[Stored data entries]
__________________________________________________

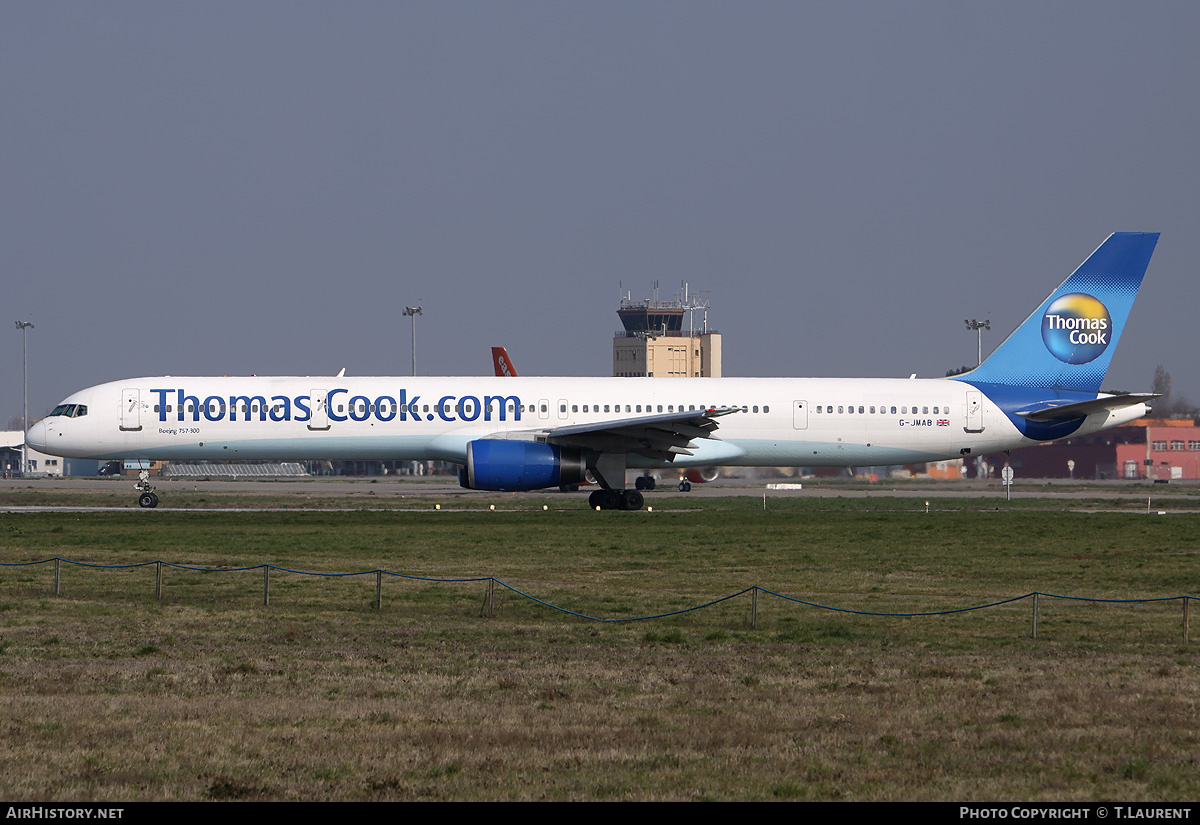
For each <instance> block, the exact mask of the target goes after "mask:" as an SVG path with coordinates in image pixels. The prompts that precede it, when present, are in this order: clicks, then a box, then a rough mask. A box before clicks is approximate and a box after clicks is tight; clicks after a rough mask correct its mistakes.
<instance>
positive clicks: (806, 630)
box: [0, 488, 1200, 801]
mask: <svg viewBox="0 0 1200 825" xmlns="http://www.w3.org/2000/svg"><path fill="white" fill-rule="evenodd" d="M200 489H203V488H200ZM122 493H124V490H122ZM194 495H196V498H205V499H220V496H212V495H205V494H203V492H197V493H196V494H194ZM234 498H235V496H230V499H229V500H228V501H227V500H224V499H221V500H220V501H212V502H209V501H205V502H204V504H211V505H212V506H215V507H218V506H221V505H223V504H228V502H229V501H232V500H233V499H234ZM365 498H366V496H362V499H365ZM124 499H128V496H127V495H124ZM355 501H359V502H360V506H367V504H373V501H370V500H367V501H362V500H361V499H356V500H355ZM432 501H434V499H427V500H420V501H419V502H416V504H414V502H413V501H412V500H406V501H404V502H394V504H395V505H396V506H397V507H398V506H415V507H419V510H402V508H391V510H388V508H383V510H373V508H372V510H360V511H349V512H312V511H298V512H223V511H221V510H220V508H215V510H212V511H211V512H170V511H157V512H139V511H136V510H130V511H126V512H46V513H18V514H2V516H0V561H10V562H11V561H31V560H38V559H47V558H52V556H62V558H66V559H74V560H80V561H88V562H96V564H130V562H137V561H146V560H158V559H162V560H166V561H173V562H180V564H187V565H197V566H212V567H238V566H252V565H260V564H264V562H269V564H274V565H278V566H281V567H289V568H296V570H307V571H323V572H358V571H368V570H374V568H377V567H382V568H386V570H390V571H395V572H398V573H407V574H415V576H430V577H446V578H454V577H488V576H494V577H497V578H499V579H502V580H503V582H505V583H508V584H510V585H512V586H514V588H518V589H520V590H522V591H524V592H528V594H529V595H532V596H535V597H536V598H540V600H545V601H547V602H551V603H554V604H559V606H562V607H564V608H566V609H570V610H575V612H580V613H584V614H589V615H595V616H602V618H607V619H628V618H634V616H642V615H649V614H656V613H662V612H667V610H678V609H682V608H685V607H691V606H695V604H701V603H706V602H708V601H712V600H714V598H719V597H721V596H726V595H728V594H732V592H737V591H739V590H743V589H744V588H748V586H751V585H758V586H762V588H767V589H769V590H774V591H776V592H780V594H785V595H788V596H792V597H797V598H803V600H805V601H810V602H818V603H822V604H830V606H836V607H840V608H846V609H854V610H872V612H922V610H946V609H953V608H960V607H966V606H972V604H979V603H985V602H991V601H996V600H1002V598H1008V597H1013V596H1020V595H1024V594H1027V592H1031V591H1043V592H1056V594H1064V595H1075V596H1088V597H1102V598H1147V597H1163V596H1181V595H1184V594H1189V595H1193V596H1195V595H1198V588H1196V572H1198V564H1196V562H1198V559H1200V549H1198V547H1196V544H1195V536H1196V528H1198V526H1200V522H1198V518H1200V517H1198V516H1195V514H1189V513H1182V512H1181V513H1168V514H1166V516H1162V517H1159V516H1147V514H1145V512H1136V511H1130V512H1093V513H1082V512H1064V511H1063V510H1062V507H1063V505H1062V502H1061V501H1051V500H1040V501H1037V502H1021V505H1020V506H1019V507H1018V506H1016V504H1015V502H1014V505H1013V506H1012V508H1009V507H1007V506H1004V505H1003V502H1000V505H998V506H1000V508H997V502H996V501H994V500H988V501H979V500H938V501H936V502H935V506H934V507H932V510H931V512H929V513H925V512H924V501H923V500H914V499H866V500H863V499H856V500H850V499H828V500H808V499H786V500H776V501H772V502H770V506H769V508H768V510H766V511H763V508H762V502H761V501H760V500H756V499H754V498H730V499H685V498H678V499H674V498H661V496H655V498H654V499H653V505H654V507H655V511H654V512H638V513H622V512H606V513H595V512H589V511H586V510H582V508H580V506H578V502H577V501H575V500H574V499H566V498H554V496H541V498H524V499H522V498H515V499H514V498H508V496H497V498H496V499H494V502H497V506H498V510H497V511H496V512H490V511H486V510H481V508H480V507H481V506H482V507H486V505H487V502H490V501H493V499H487V498H485V496H479V495H475V496H466V498H462V496H458V498H448V499H443V500H439V501H444V508H443V510H442V511H439V512H433V511H432V510H431V506H432V504H431V502H432ZM301 504H306V505H307V506H310V507H313V506H319V505H322V504H329V502H325V501H312V500H306V501H305V502H301ZM343 504H346V502H344V501H340V502H338V506H340V505H343ZM542 504H547V505H550V506H551V510H548V511H542V510H541V505H542ZM1094 504H1096V505H1097V508H1102V507H1103V506H1104V505H1105V502H1104V501H1103V500H1098V501H1097V502H1094ZM1072 506H1078V505H1072ZM1117 506H1120V505H1117ZM1124 506H1127V507H1128V506H1129V505H1124ZM61 576H62V583H61V595H60V596H54V595H53V592H52V586H53V570H52V566H50V565H41V566H36V567H4V568H0V706H2V709H4V713H2V718H4V725H2V733H0V797H4V799H10V800H34V799H36V800H58V801H68V800H140V799H150V800H204V799H211V800H238V799H241V800H290V799H306V800H307V799H312V800H316V799H329V800H392V799H395V800H473V799H481V800H482V799H514V800H538V799H550V800H574V799H581V800H582V799H598V800H624V799H634V800H658V799H662V800H692V799H718V800H746V799H754V800H762V799H766V800H773V799H774V800H787V799H798V800H899V799H907V800H1102V799H1103V800H1130V801H1134V800H1163V801H1177V800H1194V799H1196V797H1198V796H1200V770H1198V764H1196V761H1198V754H1200V747H1198V746H1200V679H1198V676H1200V656H1198V644H1200V639H1194V640H1193V642H1192V643H1190V644H1184V643H1183V610H1182V607H1181V601H1180V600H1176V601H1174V602H1169V603H1156V604H1094V603H1085V602H1063V601H1055V600H1048V598H1042V600H1040V604H1039V625H1038V633H1039V636H1038V638H1036V639H1034V638H1031V624H1032V622H1031V619H1032V604H1031V603H1030V602H1028V601H1022V602H1016V603H1013V604H1007V606H1003V607H996V608H990V609H988V610H982V612H973V613H960V614H954V615H944V616H926V618H881V616H868V615H858V614H848V613H833V612H828V610H822V609H817V608H812V607H805V606H802V604H796V603H790V602H784V601H780V600H776V598H773V597H769V596H767V595H762V594H760V596H758V606H757V621H756V624H755V625H754V626H751V622H750V618H751V613H750V609H751V608H750V596H749V595H744V596H739V597H737V598H733V600H730V601H726V602H722V603H720V604H718V606H714V607H710V608H706V609H703V610H698V612H694V613H688V614H684V615H680V616H673V618H668V619H656V620H652V621H644V622H619V624H617V622H595V621H588V620H584V619H580V618H575V616H570V615H565V614H562V613H558V612H554V610H552V609H550V608H547V607H545V606H541V604H539V603H536V602H533V601H530V600H527V598H523V597H521V596H518V595H516V594H514V592H511V591H506V590H504V589H498V590H497V601H496V612H494V615H493V616H491V618H481V616H480V612H481V608H482V606H484V598H485V594H486V584H485V583H481V582H472V583H428V582H416V580H400V579H391V578H388V579H385V582H384V585H383V608H382V609H376V608H374V600H376V582H374V577H373V576H361V577H353V578H316V577H306V576H299V574H295V573H283V572H274V573H272V574H271V602H270V604H269V606H268V607H264V606H263V604H262V597H263V574H262V572H260V571H247V572H235V573H234V572H229V573H203V572H186V571H178V570H167V571H166V572H164V577H163V578H164V591H163V600H162V602H158V601H156V600H155V597H154V592H155V590H154V586H155V582H154V577H155V573H154V568H152V567H148V568H131V570H96V568H88V570H85V568H79V567H74V566H66V565H65V566H64V567H62V573H61ZM1194 607H1195V604H1194V603H1193V608H1194ZM1194 636H1195V634H1194Z"/></svg>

__________________________________________________

### To do
Format the lines above as a numbered list, beginning at the start of the data and continuing through the line that contains "box: [0, 488, 1200, 801]", with both ends included and blank lines omitted. Leave the pictures out of the answer.

### Solution for this problem
1. For each <instance> block, the exact mask of the target goes after "mask:" as an SVG path with coordinates in image pixels. The prompts that precede it, when present, are in this order: clicks, then a box, then a rough mask. A box before clicks is approximate and a box after clicks is tight; clicks after a rough mask correct its mistakes.
2. <instance>
3. positive clicks: (806, 630)
4. box: [0, 488, 1200, 801]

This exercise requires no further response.